-------- Okuma Metni --------

Allah’ın (c.c.) Peygamber’ine oku emriyle birlikte Hz. Peygamber (s.a.s.) kendisine indirilen Kur’an’ı okumuş ve okutmuştur. Davet ve tebliğini Kur’an’ın ayetleri ile yapmıştır. Davet ve tebliğin ilk yıllarında Kur’an’ı ashâbına öğretmek için Erkâm b. Erkâm’ın evini tercih etmiştir.
Davetin gizli yürütüldüğü dönemde ashâb öğrendikleri Kur’an’ı evlerde ve kimsenin olmadığı yerlerde kendi aralarında okumuş, okutmuş, öğrenmiş ve öğretmişlerdir. İlk olarak Abdullah b. Mes‘ud Kâbe’ye gidip yüksek sesle Rahmân sûresini okumuş fakat müşrikler tarafından kanlar içerisinde kalıncaya kadar dövülmüştür. Ebû Zer Ğifâri benzer bir denemeyi yapmış fakat o da müşrikler tarafından öldürülesiye dövülmüştür.
Mekke’de Müslümanlar güçlenip davet açığa çıkınca, sahâbe kendi evlerinin avlularında yapmış oldukları mescitlerde Kur’an’ı yüksek sesle okumuşlar, müşriklerin dahi gelip gizli gizli Kur’an dinlemelerine vesile olmuşlardır.
Kur’an’ın kendilerine okunması ile Necâşi, Ğifar kabilesi, Evs, Hazrec gibi daha niceleri Müslüman olmuştur.

-------- Kayıt Listesi --------

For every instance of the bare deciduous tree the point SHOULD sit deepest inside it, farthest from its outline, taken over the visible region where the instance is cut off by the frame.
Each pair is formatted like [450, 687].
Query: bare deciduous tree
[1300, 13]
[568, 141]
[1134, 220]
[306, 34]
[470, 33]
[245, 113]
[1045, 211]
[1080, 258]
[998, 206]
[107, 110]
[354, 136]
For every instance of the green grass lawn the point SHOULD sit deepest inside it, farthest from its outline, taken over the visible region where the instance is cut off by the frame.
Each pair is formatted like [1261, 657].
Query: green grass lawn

--------

Alıştırmalar =
A) Kur'an'ın ilk öğretimini anlatan metne göre, Kâbe'ye ilk giderek Rahmân sûresini yüksek sesle okuyan kimdir?
B) Kur'an'ın ilk öğretimini anlatan metni, son cümlesinden sonra gelecek biçimde sürdürün.
Bu çalışmaları yapmak için kayıtlara başvurmanız gerekmez.

Alıştırma Cevapları =
A) Abdullah b. Mes'ud.

B)
Allah Resûl’ü (s.a.s.) vefatına kadar Cebrâil’dan (a.s.) aldığı Kur’an’ı ashâbına okuyup okutmuş, onlar da kendi dönemlerindeki ve kendilerinden sonraki nesil olan tabiine öğretmişler. Bu şekilde Kur’an, nesilden nesile aktarılarak günümüze kadar gelmiştir.
Allah (c.c.) Kur’an okuyup öğrenenler hakkında: “Allah’ın kitabını öğrenip okumaya devam edenler, namazı dosdoğru kılanlar, kendilerine rızık olarak verdiklerimizden gizli ve açık infakta bulunanlar kesinlikle zarar etmeyecek bir kazanç umabilirler. Çünkü Allah onların mükâfatını eksiksiz verir.” (Fatır, 35/29-30)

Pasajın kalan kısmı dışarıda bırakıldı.